DECRETO N. 4394 – DE 28 DE ABRIL DE 1902

Concede autorização á sociedade anonyma denominada – Cooperativa Cruzeiro – para funccionar.

O Presidente da Republica dos Estados Unidos do Brazil, attendendo ao que requereu a sociedade anonyma denominada – Cooperativa Cruzeiro – devidamente representada,

Decreta:

Artigo unico. E’ concedida autorização á sociedade anonyma denominada – Cooperativa Cruzeiro – para funccionar, mediante os estatutos que apresentou e ficando a mesma sociedade obrigada ao cumprimento das formalidades exigidas pela legislação em vigor.

Capital Federal, 28 de abril de 1902, 14º da Republica.

m. ferraz de campos salles.

Antonio Augusto da Silva.

Estatutos da sociedade anonyma «Cooperativa Cruzeiro»

TITULO I

CONSTITUIÇÃO, FIM, DURAÇÃO E SÉDE

Art. 1º Sob a denominação de «Cooperativa Cruzeiro» fica creada uma sociedade anonyma com séde e fôro nesta cidade.

Art. 2º Só podem ser accionistas:

a) os empregados da fabrica de tecidos «Cruzeiro».

b) os empregados da «Cooperativa Cruzeiro».

Art. 3º Tem por fim a Cooperativa Cruzeiro:

§ 1º Prover os socios dos melhores generos alimenticios e outros necessarios á economia do lar domestico, pelos menores preços possiveis.

§ 2º Vender a pessoas extranhas os mesmos generos, mediante senha da directoria.

Art. 4º A sociedade durará 20 annos a contar desta data, podendo ser prorogado este prazo.

Art. 5º A directoria poderá abrir succursaes ou agencias onde convier.

Titulo II

PATRIMONIO DA SOCIEDADE

Art. 6º O patrimonio da sociedade é constituido:

§ 1º Pelo capital representado em 1.500 acções no valor de 30:000$, nominativas e indivisiveis, do valor de 20$ integraes.

§ 2º Pelo fundo de reserva.

§ 3º Por bens moveis e immoveis que venha a adquirir.

Titulo iii

DOS SOCIOS, SEUS DEVERES E VANTAGENS

Art. 7º São socios os que subscreverem ou vierem a adquirir uma ou mais acções.

Art. 8º Não serão pagos os dividendos das acções sinão ao seu possuidor ou a terceiro com procuração daquelle.

#### ENUNCIADO 1
Segundo o decreto, por quanto tempo a sociedade vai durar?
#### ENUNCIADO 2
Copie de novo o trecho do decreto que começa nas palavras "Art. 4º A sociedade" e para depois de "de 20$ integraes.", mas substitua "succursaes" por "filiais".

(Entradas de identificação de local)
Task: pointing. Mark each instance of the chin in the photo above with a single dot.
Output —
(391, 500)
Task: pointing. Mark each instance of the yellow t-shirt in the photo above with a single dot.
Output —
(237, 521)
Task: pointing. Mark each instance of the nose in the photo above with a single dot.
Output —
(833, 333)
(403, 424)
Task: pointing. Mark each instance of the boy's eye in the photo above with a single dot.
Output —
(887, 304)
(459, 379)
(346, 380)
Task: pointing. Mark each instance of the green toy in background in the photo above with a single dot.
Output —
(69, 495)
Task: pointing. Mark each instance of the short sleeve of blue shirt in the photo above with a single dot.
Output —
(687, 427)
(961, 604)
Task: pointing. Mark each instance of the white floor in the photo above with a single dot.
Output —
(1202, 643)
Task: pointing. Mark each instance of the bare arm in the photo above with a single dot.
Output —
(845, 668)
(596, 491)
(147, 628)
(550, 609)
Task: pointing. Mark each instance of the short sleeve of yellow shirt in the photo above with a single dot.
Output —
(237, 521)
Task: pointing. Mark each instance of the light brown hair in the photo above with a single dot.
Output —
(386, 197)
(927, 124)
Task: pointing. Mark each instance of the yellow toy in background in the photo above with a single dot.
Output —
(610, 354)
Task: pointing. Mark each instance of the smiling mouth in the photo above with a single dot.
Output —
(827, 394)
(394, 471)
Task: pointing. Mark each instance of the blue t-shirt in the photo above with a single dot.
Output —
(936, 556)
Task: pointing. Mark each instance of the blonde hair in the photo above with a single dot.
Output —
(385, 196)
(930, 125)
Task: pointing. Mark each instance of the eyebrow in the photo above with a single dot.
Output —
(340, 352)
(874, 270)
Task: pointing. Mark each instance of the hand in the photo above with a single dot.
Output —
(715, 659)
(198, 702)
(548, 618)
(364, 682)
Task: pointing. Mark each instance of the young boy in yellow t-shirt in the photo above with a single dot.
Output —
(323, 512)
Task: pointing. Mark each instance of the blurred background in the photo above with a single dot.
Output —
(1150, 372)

#### RESPOSTA CERTA 1
20 anos a contar da data, podendo esse prazo ser prorrogado.

#### RESPOSTA CERTA 2
Art. 4º A sociedade durará 20 annos a contar desta data, podendo ser prorogado este prazo.

Art. 5º A directoria poderá abrir filiais ou agencias onde convier.

Titulo II

PATRIMONIO DA SOCIEDADE

Art. 6º O patrimonio da sociedade é constituido:

§ 1º Pelo capital representado em 1.500 acções no valor de 30:000$, nominativas e indivisiveis, do valor de 20$ integraes.